● **Available data**
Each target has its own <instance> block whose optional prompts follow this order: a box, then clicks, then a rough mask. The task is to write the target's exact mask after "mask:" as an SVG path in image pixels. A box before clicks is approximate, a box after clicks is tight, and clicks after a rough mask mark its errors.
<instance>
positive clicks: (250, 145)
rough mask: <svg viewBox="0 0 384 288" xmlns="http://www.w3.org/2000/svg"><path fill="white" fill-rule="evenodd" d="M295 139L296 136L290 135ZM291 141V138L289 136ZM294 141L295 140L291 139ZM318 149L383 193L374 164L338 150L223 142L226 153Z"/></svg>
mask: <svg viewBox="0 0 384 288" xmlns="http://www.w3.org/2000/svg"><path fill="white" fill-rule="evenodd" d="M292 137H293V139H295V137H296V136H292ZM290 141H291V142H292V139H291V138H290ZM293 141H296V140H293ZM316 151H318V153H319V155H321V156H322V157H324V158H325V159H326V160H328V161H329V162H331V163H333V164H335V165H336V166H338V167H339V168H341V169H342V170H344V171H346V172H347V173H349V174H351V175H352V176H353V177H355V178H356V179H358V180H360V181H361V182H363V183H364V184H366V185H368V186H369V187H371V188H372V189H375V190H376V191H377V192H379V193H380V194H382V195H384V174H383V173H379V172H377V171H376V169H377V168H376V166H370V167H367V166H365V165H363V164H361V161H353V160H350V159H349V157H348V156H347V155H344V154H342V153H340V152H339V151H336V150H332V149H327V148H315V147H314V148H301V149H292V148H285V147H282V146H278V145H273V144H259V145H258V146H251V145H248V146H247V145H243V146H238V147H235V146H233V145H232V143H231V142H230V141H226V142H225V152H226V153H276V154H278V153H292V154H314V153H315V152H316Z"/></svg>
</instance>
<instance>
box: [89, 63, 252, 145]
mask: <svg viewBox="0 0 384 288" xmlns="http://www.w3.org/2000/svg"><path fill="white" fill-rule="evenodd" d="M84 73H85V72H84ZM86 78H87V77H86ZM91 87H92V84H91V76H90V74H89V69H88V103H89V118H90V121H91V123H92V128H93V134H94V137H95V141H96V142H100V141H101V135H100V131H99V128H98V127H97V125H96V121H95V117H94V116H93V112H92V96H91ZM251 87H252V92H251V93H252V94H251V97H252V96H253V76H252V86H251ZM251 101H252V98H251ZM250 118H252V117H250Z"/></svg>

● **Exercise**
Return every line of the records in which the word "instance" is found.

● **Result for this task**
Each target has its own <instance> block whose optional prompts follow this order: a box, then clicks, then a rough mask. The task is to write the target's exact mask after "mask:" as an SVG path in image pixels. A box before clicks is approximate, a box after clicks is tight, and clicks after a rough mask mark its errors.
<instance>
</instance>
<instance>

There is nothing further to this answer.